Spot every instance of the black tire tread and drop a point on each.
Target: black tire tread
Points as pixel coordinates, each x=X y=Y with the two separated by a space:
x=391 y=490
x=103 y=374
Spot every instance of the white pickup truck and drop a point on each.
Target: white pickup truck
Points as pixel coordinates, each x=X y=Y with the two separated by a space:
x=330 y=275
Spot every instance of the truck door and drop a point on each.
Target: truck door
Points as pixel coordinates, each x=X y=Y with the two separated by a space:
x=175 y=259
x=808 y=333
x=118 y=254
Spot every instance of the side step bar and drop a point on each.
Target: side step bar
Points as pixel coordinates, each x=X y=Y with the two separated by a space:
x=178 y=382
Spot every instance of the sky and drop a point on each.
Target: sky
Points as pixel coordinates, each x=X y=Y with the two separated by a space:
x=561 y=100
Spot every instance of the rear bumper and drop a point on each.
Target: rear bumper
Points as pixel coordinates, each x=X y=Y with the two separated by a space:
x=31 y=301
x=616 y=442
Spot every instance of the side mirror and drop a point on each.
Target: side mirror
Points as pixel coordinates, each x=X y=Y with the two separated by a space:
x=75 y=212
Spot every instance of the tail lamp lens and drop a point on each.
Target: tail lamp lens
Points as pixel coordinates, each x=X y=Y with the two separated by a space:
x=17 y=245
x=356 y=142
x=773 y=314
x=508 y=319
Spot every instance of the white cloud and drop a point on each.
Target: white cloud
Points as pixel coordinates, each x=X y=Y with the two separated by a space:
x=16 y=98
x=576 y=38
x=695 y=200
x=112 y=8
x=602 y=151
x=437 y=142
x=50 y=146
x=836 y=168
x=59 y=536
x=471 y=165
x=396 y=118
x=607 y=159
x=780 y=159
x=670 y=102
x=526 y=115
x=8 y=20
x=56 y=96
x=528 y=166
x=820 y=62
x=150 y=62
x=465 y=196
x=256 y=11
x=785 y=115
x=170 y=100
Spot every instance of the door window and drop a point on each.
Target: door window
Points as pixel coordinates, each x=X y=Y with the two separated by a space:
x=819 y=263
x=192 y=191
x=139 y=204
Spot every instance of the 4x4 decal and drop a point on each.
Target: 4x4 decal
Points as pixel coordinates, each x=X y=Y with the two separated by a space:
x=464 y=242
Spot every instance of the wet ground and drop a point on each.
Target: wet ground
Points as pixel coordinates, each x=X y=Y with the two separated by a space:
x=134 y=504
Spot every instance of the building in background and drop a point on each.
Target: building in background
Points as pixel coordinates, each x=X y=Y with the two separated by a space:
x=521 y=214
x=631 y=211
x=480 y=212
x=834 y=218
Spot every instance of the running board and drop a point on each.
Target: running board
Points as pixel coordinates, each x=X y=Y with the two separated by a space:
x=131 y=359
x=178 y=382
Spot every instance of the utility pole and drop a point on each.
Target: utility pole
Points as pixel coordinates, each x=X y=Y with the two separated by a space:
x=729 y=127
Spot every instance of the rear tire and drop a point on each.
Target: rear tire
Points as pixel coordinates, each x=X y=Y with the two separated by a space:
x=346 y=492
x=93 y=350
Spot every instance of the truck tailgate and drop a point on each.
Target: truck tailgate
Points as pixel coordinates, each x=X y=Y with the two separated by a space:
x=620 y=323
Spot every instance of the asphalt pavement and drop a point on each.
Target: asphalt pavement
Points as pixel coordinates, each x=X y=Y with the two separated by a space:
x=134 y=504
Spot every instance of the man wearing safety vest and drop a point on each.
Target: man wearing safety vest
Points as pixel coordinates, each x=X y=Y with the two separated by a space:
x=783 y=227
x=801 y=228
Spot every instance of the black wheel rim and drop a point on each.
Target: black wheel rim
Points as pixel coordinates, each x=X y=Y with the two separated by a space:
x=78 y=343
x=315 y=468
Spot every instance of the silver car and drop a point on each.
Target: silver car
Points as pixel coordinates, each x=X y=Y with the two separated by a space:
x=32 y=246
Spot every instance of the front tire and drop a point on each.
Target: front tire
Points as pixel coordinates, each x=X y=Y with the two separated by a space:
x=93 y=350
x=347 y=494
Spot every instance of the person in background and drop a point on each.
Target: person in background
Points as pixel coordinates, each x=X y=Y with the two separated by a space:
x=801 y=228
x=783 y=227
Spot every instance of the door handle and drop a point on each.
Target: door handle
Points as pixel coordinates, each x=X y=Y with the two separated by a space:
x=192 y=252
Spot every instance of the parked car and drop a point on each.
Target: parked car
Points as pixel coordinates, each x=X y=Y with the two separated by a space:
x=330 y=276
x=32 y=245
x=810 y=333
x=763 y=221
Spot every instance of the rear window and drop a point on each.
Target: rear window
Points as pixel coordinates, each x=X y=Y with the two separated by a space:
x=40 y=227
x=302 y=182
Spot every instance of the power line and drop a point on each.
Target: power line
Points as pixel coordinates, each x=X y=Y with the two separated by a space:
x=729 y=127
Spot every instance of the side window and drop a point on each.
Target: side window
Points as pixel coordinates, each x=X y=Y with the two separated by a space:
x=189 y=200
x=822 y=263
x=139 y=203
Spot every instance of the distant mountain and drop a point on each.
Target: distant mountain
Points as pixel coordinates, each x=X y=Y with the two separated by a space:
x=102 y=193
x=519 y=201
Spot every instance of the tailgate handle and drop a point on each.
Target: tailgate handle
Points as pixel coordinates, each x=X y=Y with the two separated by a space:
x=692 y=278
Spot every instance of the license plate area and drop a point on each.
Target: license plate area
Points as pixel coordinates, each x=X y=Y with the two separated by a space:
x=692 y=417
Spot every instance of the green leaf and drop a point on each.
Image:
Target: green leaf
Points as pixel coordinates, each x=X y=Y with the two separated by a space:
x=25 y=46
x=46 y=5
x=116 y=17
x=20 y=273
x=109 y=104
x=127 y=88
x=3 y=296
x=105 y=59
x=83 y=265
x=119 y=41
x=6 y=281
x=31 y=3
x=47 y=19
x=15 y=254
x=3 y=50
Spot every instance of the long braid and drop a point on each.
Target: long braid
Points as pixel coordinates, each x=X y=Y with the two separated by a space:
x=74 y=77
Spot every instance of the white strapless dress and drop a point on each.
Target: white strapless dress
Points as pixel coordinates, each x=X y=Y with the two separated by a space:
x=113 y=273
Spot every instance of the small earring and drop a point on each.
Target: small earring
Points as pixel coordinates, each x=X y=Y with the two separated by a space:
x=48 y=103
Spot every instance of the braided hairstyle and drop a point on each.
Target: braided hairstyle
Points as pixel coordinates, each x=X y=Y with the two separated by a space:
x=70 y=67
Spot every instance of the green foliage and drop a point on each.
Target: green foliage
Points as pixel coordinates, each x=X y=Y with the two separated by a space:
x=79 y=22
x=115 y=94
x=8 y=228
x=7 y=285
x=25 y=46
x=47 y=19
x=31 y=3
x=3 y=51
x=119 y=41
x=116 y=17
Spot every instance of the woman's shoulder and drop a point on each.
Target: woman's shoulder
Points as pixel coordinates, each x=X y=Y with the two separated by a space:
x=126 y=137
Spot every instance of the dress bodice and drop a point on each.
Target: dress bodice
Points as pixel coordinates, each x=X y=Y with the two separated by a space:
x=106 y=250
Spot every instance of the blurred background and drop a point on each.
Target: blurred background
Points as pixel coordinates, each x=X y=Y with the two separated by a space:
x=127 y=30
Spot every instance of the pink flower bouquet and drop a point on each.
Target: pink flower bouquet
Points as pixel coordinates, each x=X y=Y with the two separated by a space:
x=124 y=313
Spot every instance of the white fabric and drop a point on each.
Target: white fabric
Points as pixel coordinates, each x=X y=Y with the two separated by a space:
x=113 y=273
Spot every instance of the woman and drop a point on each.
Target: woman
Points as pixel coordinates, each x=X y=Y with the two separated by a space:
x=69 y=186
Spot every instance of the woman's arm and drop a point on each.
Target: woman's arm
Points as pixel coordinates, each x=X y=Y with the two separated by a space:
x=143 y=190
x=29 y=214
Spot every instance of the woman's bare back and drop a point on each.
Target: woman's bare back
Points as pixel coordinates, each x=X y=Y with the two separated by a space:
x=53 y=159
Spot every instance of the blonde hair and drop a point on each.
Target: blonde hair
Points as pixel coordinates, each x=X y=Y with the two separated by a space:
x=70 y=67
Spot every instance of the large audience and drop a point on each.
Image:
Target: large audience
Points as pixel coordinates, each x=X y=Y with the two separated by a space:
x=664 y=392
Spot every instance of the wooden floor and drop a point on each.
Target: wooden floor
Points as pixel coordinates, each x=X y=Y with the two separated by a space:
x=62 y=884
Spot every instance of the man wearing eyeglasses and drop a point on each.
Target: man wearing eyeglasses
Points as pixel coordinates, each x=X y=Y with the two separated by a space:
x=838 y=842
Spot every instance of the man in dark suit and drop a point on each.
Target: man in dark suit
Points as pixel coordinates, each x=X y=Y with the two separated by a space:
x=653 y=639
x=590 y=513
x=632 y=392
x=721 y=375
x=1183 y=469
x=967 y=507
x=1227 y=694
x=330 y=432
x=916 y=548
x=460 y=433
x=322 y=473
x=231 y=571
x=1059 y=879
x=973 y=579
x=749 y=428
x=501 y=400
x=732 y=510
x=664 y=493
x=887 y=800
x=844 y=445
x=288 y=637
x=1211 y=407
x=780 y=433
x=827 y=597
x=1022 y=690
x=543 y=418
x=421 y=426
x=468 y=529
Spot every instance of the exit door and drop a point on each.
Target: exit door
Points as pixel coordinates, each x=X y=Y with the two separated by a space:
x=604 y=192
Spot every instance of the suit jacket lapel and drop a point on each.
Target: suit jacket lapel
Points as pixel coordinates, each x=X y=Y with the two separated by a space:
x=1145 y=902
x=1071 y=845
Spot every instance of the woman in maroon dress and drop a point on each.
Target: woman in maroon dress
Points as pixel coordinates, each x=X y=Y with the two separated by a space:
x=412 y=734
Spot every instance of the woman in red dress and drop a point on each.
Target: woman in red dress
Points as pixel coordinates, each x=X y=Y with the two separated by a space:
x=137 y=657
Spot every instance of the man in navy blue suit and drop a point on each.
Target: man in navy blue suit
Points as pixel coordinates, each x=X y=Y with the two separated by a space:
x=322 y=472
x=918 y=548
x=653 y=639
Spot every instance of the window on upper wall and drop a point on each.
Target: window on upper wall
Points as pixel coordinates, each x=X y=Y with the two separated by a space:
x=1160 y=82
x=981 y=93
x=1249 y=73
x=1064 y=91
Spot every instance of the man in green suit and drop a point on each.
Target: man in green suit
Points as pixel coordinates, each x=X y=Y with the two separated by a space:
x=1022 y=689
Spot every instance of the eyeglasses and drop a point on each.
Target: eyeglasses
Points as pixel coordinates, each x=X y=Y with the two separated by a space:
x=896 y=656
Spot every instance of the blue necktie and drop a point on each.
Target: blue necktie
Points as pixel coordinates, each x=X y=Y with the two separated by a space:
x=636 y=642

== == ==

# [Enunciado del problema]
¿Puedes volver a escribir las líneas que empiezan en la que contiene "Spot every instance of the silver" y terminan en la que contiene "x=347 y=494", ambas incluidas, reemplazando "front tire" por "rear tire" y dejando todo lo demás igual?

# [Solución del problema]
Spot every instance of the silver car and drop a point on each.
Target: silver car
Points as pixel coordinates, each x=X y=Y with the two separated by a space:
x=32 y=246
Spot every instance of the rear tire and drop a point on each.
Target: rear tire
Points as pixel coordinates, each x=X y=Y with the two separated by a space:
x=93 y=350
x=347 y=494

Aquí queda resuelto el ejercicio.